• [Textauszug]:
▽

# Top Level Domains holen?



## Oxygen (5. März 2002)

Wie kann man sich Top Level Domains wie ".de" oder ".com" usw. reservieren?


----------



## dave_ (5. März 2002)

Naja die denic ist dafür verantwortlich, schau mal http://www.denic.de/doc/DENIC/index.html

aber wenn du dir ne domain holst, eb puretec zB, und wirst als admin-c eingetragen, hast du wohl auch die maximalen "Rechte" über diese Domain.


----------



## nils11 (23. März 2002)

*hm...*

hm, so ziemlich jeder anbieter hat mittlerweile top-level-domains im angebot. allerdings solltest du einige firmen vergelichen. denn es gibt ziemlich große unterschiede im preis.


----------



## Thomas Lindner (23. März 2002)

Würde Dir "proSite" empfehlen, guter , schneller Service und nie Ärger gehabt, bekommst unterschiedliche Pakete mit einer und mehr Top-Level-Domain....


----------



## Christoph (27. März 2002)

TLD´s sind eigentlich ganz einfach zu registrieren! einfach bei irgendwelchen anbietern ne Domain bestellen und fertig.... 

manche, wie z.b. com, biz oder coop sind nur unter bestimmten Voraussetzungen zu kaufen

.coop adressen kann man meines Wissens nur bei einer israelischen Firma erwerben(funzt) aber auch ganz gut.

die restlichen sind ohne probleme zu besorgen!


----------



## MIniMe_ (30. März 2002)

> _Original geschrieben von godwich _
> *... als admin-c eingetragen....*


Wieder so eine Wissenslücke 
Was bedeuten die verschiedenen Rechte bei den Domains?


----------

△

• [Aufgaben und Übungen]:
• a. Fassen Sie die Forumsdiskussion über Top-Level-Domains in zwei Sätzen zusammen.
• b. Nennen Sie alle Verfasser, unter deren Namen in der Forumsdiskussion ein eigener Beitrag steht.
• c. Schreiben Sie aus der Forumsdiskussion alles von „## Oxygen (5.“ bis hinunter zu „über diese Domain.“ wortgetreu ab.
Die Einträge stammen aus einer anderen Quelle als die Forumsdiskussion.

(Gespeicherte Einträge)
▽

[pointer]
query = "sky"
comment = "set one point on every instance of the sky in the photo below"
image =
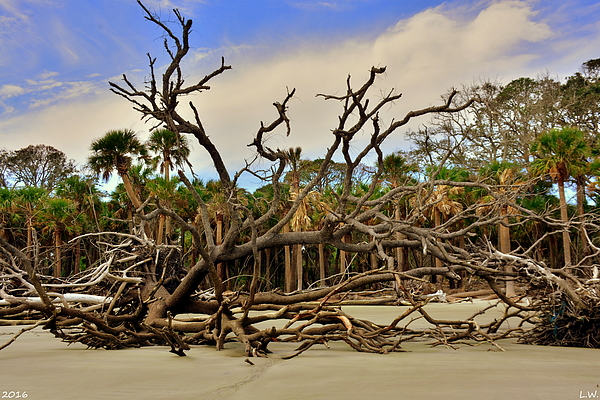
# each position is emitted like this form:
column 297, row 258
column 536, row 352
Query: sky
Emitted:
column 57, row 57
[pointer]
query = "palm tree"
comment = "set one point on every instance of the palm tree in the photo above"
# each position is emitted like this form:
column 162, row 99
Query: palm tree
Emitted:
column 293, row 266
column 116, row 150
column 503, row 174
column 59, row 215
column 172, row 150
column 28, row 201
column 560, row 154
column 440, row 201
column 395, row 173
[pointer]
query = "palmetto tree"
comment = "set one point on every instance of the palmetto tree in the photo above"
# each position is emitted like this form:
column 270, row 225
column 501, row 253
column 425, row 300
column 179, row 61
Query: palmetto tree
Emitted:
column 396, row 173
column 560, row 154
column 59, row 215
column 116, row 150
column 172, row 150
column 506, row 175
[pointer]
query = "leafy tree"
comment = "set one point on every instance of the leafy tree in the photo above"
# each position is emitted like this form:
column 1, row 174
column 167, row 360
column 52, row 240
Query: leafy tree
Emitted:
column 39, row 166
column 560, row 154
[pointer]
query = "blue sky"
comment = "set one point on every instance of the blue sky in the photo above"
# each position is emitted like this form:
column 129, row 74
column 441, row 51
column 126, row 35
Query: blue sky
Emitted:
column 56, row 57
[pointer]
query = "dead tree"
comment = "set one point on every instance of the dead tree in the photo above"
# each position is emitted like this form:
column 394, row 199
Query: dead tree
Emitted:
column 134, row 295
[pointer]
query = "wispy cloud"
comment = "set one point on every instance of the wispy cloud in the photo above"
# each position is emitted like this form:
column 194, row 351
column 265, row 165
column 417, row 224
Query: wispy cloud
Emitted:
column 321, row 5
column 9, row 90
column 426, row 55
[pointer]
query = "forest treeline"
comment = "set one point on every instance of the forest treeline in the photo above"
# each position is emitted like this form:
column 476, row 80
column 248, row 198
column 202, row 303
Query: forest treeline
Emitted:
column 536, row 137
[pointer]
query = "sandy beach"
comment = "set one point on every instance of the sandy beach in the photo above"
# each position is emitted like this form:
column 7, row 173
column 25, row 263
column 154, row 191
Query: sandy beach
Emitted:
column 46, row 368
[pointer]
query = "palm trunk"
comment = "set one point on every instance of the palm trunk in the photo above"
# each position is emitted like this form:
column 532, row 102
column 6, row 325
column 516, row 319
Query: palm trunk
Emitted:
column 57, row 253
column 583, row 249
column 322, row 272
column 135, row 199
column 297, row 252
column 504, row 235
column 564, row 216
column 343, row 260
column 437, row 219
column 289, row 277
column 221, row 273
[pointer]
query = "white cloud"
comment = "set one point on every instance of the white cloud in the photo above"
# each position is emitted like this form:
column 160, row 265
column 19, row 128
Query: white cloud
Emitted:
column 9, row 90
column 425, row 55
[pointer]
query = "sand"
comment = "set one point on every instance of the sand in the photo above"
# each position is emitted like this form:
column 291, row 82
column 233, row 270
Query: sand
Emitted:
column 45, row 368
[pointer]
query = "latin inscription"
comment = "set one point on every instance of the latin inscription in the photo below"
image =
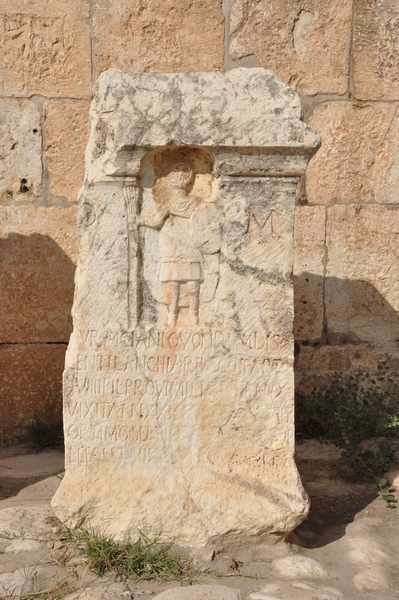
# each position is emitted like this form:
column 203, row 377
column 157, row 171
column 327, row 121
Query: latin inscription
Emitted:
column 186, row 340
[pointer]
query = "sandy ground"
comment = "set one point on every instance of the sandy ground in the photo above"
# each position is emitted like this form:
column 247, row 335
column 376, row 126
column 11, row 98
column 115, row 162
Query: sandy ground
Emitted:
column 346, row 549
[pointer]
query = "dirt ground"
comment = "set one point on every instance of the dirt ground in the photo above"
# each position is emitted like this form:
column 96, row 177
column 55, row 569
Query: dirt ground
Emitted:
column 347, row 548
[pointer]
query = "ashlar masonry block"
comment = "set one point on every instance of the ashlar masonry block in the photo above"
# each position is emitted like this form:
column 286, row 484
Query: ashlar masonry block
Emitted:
column 178, row 386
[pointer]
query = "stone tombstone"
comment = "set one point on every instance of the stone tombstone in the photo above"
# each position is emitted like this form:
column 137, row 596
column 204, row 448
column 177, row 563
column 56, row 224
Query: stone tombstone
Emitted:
column 179, row 382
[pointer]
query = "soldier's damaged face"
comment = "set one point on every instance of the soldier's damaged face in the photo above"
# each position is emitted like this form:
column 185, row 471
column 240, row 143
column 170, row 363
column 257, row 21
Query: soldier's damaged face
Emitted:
column 181, row 177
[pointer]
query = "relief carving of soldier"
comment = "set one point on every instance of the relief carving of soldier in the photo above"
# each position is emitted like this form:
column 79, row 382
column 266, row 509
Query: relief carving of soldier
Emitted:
column 188, row 230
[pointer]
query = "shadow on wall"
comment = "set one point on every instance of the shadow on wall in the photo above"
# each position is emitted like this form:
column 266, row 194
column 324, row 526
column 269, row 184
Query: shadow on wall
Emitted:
column 36, row 293
column 341, row 325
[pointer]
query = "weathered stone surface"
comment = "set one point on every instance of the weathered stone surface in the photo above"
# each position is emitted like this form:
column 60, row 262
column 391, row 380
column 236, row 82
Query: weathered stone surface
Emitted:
column 67, row 130
column 309, row 257
column 30, row 381
column 158, row 35
column 362, row 298
column 188, row 108
column 45, row 48
column 314, row 366
column 300, row 566
column 179, row 379
column 306, row 42
column 375, row 50
column 356, row 162
column 20, row 150
column 37, row 250
column 200, row 592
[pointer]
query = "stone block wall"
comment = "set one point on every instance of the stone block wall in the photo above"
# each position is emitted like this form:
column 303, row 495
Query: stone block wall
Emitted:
column 340, row 56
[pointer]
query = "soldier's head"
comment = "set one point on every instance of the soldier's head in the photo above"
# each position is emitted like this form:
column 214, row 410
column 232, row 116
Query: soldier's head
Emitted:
column 181, row 175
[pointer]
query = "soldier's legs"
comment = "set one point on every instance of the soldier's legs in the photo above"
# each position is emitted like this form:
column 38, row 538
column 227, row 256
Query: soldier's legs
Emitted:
column 172, row 294
column 193, row 298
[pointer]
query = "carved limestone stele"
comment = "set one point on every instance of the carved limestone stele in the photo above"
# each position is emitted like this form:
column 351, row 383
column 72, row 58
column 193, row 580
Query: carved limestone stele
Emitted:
column 178, row 384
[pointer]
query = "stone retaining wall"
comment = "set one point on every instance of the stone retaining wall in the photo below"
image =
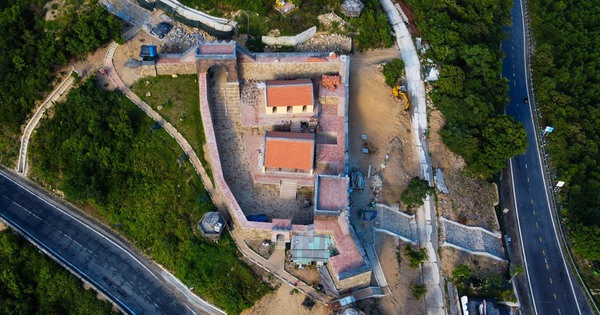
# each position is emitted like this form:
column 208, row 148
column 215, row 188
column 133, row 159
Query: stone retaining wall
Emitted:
column 290, row 40
column 286, row 70
column 167, row 69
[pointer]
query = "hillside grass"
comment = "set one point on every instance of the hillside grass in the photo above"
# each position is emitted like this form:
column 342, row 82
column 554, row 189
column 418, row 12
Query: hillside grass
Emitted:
column 180, row 101
column 32, row 283
column 105, row 156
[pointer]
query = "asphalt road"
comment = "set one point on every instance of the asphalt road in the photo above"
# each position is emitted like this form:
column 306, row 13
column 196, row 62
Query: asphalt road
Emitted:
column 127, row 278
column 552, row 285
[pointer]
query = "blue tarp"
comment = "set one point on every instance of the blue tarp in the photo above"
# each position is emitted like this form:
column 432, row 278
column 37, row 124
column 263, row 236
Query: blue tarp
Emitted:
column 258, row 218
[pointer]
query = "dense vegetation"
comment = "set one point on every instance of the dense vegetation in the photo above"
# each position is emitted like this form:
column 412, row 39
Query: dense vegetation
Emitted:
column 415, row 193
column 31, row 283
column 567, row 89
column 370, row 30
column 465, row 38
column 32, row 49
column 99, row 150
column 177, row 100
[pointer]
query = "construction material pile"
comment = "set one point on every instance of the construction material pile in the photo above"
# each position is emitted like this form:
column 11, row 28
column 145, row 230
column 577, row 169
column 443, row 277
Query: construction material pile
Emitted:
column 330, row 82
column 249, row 93
column 331, row 21
column 376, row 184
column 327, row 43
column 182, row 37
column 352, row 8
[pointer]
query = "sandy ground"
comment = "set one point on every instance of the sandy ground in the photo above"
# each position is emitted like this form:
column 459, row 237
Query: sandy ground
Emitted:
column 309, row 274
column 480, row 265
column 131, row 49
column 401, row 277
column 282, row 302
column 377, row 114
column 257, row 246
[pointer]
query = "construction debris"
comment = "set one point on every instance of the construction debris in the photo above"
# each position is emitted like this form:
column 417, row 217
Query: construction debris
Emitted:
column 331, row 20
column 376, row 184
column 352, row 8
column 439, row 179
column 330, row 82
column 182, row 37
column 327, row 42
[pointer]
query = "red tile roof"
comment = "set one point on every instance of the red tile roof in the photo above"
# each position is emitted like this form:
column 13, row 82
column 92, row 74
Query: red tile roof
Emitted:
column 291, row 150
column 289, row 93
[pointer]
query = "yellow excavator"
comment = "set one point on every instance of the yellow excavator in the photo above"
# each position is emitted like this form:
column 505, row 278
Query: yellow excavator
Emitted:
column 399, row 94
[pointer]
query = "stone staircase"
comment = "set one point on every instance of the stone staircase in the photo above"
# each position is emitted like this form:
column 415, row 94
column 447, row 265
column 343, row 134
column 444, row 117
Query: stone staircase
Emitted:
column 296, row 127
column 217, row 104
column 287, row 190
column 377, row 270
column 231, row 96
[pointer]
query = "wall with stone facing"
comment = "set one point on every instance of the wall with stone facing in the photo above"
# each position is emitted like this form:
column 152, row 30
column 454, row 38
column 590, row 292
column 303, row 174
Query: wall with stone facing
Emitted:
column 176, row 68
column 290, row 40
column 358, row 281
column 286, row 70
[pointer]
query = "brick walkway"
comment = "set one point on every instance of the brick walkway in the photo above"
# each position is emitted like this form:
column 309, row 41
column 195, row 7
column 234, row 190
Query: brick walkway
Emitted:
column 274, row 266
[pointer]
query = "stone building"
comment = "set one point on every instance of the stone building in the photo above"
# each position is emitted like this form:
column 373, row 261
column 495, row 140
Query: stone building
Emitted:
column 212, row 225
column 289, row 96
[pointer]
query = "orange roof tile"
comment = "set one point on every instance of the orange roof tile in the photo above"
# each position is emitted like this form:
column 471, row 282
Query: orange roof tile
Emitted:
column 290, row 150
column 289, row 93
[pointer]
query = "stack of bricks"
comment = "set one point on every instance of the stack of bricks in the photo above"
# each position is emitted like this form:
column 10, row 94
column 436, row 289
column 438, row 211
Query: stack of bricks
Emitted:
column 330, row 82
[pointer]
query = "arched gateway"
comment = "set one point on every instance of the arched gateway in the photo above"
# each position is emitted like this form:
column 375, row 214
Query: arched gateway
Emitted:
column 222, row 53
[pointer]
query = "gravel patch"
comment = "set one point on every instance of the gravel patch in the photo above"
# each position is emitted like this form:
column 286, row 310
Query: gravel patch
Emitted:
column 475, row 240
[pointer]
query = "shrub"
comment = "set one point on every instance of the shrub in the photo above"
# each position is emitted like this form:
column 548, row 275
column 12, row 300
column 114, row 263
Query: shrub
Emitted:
column 414, row 195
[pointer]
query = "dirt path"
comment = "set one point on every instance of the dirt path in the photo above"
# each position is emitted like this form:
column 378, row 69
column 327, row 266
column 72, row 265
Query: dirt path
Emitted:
column 401, row 277
column 282, row 302
column 376, row 113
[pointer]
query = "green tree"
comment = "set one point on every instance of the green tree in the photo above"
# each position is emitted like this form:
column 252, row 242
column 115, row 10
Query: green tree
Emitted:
column 517, row 270
column 502, row 138
column 586, row 241
column 104, row 157
column 416, row 192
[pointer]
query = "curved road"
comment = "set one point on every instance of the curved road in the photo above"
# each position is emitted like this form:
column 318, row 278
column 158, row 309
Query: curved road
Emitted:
column 552, row 286
column 135, row 284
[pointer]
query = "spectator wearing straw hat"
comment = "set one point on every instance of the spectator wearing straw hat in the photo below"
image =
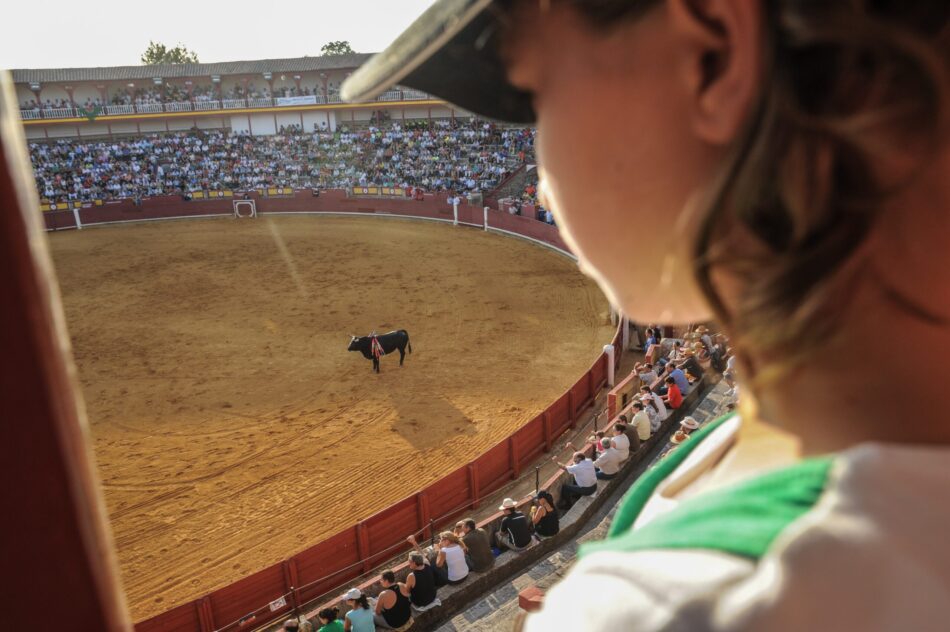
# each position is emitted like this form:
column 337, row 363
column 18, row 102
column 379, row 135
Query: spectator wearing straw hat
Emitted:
column 514, row 532
column 421, row 583
column 360, row 617
column 607, row 464
column 393, row 608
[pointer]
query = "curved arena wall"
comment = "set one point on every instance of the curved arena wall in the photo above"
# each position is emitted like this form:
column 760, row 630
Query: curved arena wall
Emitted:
column 273, row 592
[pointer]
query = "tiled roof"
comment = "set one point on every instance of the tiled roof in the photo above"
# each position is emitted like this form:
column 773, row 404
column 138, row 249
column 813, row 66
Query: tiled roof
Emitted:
column 174, row 71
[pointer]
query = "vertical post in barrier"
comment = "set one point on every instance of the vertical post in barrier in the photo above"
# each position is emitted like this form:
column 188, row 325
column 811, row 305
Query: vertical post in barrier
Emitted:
column 473, row 483
column 422, row 505
column 515, row 461
column 611, row 376
column 205, row 615
column 546, row 424
column 570, row 409
column 362, row 546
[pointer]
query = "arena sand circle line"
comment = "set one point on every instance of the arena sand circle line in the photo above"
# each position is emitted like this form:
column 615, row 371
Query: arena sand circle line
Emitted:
column 277, row 437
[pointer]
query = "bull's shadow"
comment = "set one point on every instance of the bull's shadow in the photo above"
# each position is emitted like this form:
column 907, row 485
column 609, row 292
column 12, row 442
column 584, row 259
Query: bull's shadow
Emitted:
column 429, row 422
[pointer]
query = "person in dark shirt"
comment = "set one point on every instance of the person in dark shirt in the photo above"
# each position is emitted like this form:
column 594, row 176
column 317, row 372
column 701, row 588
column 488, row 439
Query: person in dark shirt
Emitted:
column 480, row 557
column 544, row 515
column 514, row 533
column 421, row 583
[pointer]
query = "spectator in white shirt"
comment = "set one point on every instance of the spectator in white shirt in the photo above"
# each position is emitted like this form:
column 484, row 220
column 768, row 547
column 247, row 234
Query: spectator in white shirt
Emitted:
column 641, row 421
column 607, row 464
column 585, row 479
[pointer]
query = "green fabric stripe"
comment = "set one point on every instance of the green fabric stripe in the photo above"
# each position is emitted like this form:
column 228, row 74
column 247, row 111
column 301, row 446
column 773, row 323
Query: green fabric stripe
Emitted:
column 640, row 492
column 741, row 520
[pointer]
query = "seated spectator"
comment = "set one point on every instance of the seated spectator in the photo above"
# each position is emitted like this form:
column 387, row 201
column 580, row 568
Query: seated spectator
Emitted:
column 478, row 543
column 607, row 465
column 514, row 532
column 673, row 396
column 645, row 372
column 620, row 440
column 329, row 621
column 451, row 557
column 544, row 515
column 641, row 421
column 584, row 479
column 421, row 583
column 360, row 617
column 393, row 608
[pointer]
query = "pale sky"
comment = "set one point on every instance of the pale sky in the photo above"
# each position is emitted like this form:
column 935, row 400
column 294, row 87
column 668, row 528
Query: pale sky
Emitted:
column 60, row 34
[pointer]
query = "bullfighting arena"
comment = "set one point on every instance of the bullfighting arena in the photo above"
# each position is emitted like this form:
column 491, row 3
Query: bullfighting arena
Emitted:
column 231, row 426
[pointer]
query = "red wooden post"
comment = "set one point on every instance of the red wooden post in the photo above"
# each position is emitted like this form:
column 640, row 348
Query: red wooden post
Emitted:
column 362, row 545
column 473, row 483
column 515, row 461
column 546, row 422
column 62, row 548
column 422, row 507
column 571, row 413
column 205, row 614
column 290, row 581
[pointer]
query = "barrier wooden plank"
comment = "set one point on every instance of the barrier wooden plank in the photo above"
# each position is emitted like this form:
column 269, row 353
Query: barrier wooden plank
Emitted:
column 184, row 618
column 387, row 529
column 529, row 440
column 493, row 468
column 328, row 564
column 231, row 603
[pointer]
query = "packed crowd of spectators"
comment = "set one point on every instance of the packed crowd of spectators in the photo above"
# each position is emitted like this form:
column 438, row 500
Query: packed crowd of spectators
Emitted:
column 461, row 156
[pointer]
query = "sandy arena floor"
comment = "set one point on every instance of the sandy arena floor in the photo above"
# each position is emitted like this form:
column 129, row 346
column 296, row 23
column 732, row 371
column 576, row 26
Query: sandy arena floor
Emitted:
column 231, row 426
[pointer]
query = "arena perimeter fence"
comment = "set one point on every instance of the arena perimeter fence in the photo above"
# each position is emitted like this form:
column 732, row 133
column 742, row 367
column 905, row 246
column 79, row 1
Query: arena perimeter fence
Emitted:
column 273, row 592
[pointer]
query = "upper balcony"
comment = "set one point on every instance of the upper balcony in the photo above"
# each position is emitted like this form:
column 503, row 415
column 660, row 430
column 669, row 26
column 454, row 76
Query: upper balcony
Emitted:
column 75, row 94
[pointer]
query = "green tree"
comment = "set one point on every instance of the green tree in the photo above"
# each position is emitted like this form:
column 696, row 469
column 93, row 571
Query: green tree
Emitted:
column 158, row 53
column 337, row 48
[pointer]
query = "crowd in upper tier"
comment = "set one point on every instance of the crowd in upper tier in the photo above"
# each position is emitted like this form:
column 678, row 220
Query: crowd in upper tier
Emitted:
column 462, row 156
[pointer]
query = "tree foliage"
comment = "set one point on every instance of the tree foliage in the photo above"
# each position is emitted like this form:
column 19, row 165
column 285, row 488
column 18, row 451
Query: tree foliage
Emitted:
column 341, row 47
column 158, row 53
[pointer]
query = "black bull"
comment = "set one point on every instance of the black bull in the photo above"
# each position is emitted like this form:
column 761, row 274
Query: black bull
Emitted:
column 390, row 342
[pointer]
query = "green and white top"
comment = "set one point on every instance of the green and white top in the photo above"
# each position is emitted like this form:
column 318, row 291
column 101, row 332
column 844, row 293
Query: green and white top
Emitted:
column 854, row 541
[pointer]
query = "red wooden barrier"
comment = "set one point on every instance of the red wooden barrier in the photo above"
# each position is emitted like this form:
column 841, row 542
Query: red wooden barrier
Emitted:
column 346, row 555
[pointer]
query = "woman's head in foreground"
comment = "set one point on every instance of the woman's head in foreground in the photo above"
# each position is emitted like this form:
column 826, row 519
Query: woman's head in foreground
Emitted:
column 743, row 161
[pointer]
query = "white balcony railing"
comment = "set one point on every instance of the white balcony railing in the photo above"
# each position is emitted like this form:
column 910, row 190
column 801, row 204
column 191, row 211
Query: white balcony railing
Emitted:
column 58, row 113
column 112, row 110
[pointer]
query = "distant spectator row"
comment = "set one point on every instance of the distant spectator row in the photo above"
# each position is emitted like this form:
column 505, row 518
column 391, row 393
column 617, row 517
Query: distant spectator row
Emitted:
column 466, row 157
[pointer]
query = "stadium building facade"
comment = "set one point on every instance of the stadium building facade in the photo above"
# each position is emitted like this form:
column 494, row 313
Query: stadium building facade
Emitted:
column 254, row 97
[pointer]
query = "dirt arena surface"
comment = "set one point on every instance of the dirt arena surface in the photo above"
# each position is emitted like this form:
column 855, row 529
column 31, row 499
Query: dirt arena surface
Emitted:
column 232, row 429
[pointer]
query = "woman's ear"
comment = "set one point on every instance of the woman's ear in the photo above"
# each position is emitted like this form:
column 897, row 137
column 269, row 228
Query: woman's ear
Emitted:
column 721, row 62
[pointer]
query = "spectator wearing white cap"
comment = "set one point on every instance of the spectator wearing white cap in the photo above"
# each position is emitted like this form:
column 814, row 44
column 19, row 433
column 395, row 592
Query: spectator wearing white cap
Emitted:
column 360, row 618
column 514, row 532
column 607, row 464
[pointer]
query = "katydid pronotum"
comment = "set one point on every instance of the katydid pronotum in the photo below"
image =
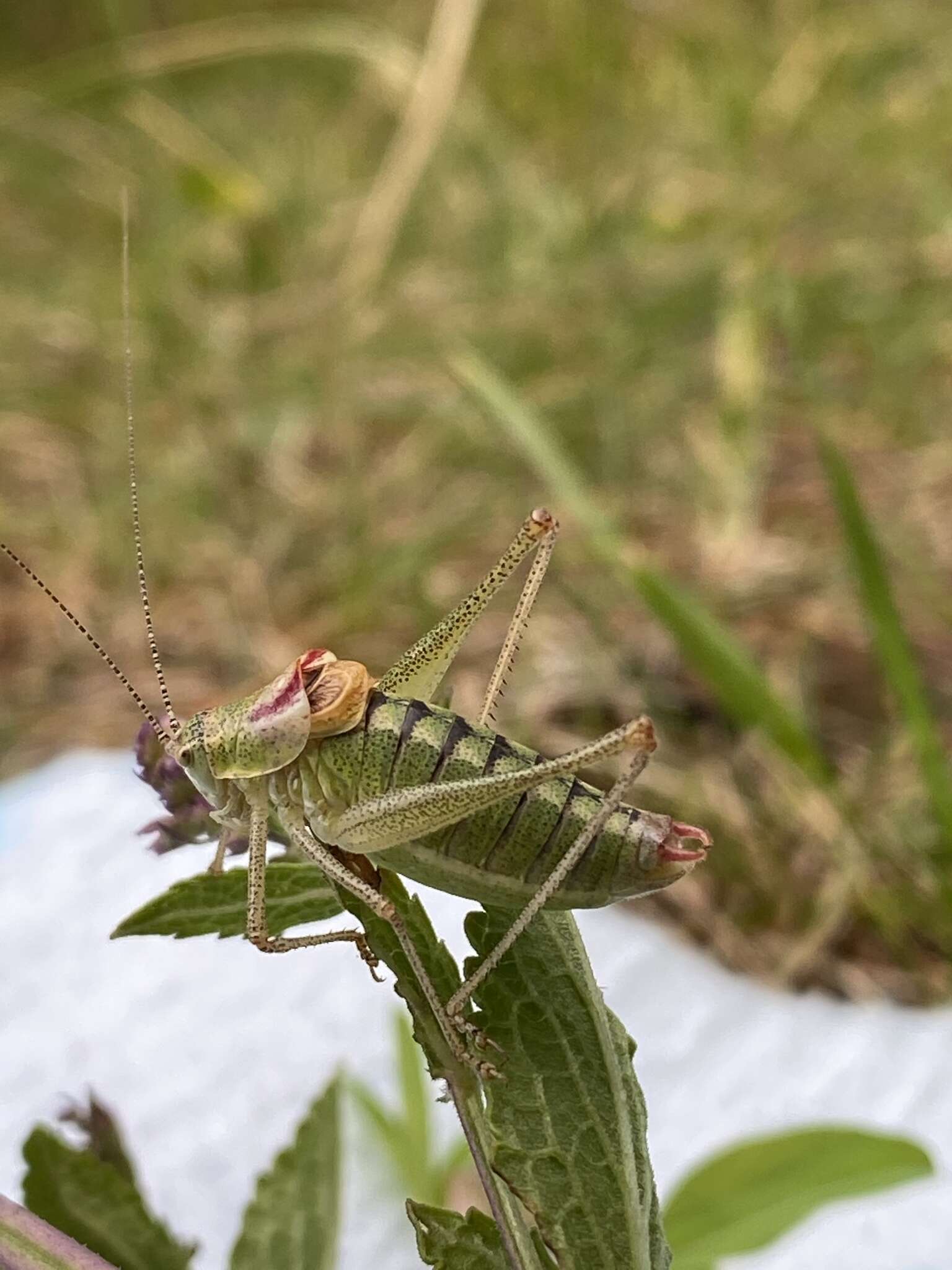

△

• [Lösungen]:
• a. Ein Nutzer fragt, wie man Top-Level-Domains wie „.de“ oder „.com“ reservieren kann. In den Antworten wird auf die DENIC als zuständige Stelle verwiesen, zum Preisvergleich zwischen Anbietern geraten und „proSite“ empfohlen, außerdem heißt es, dass sich TLDs einfach über Anbieter bestellen lassen, manche jedoch nur unter bestimmten Voraussetzungen.

• b. Oxygen, dave_, nils11, Thomas Lindner, Christoph, MIniMe_

• c.
## Oxygen (5. März 2002)

Wie kann man sich Top Level Domains wie ".de" oder ".com" usw. reservieren?


----------



## dave_ (5. März 2002)

Naja die denic ist dafür verantwortlich, schau mal http://www.denic.de/doc/DENIC/index.html

aber wenn du dir ne domain holst, eb puretec zB, und wirst als admin-c eingetragen, hast du wohl auch die maximalen "Rechte" über diese Domain.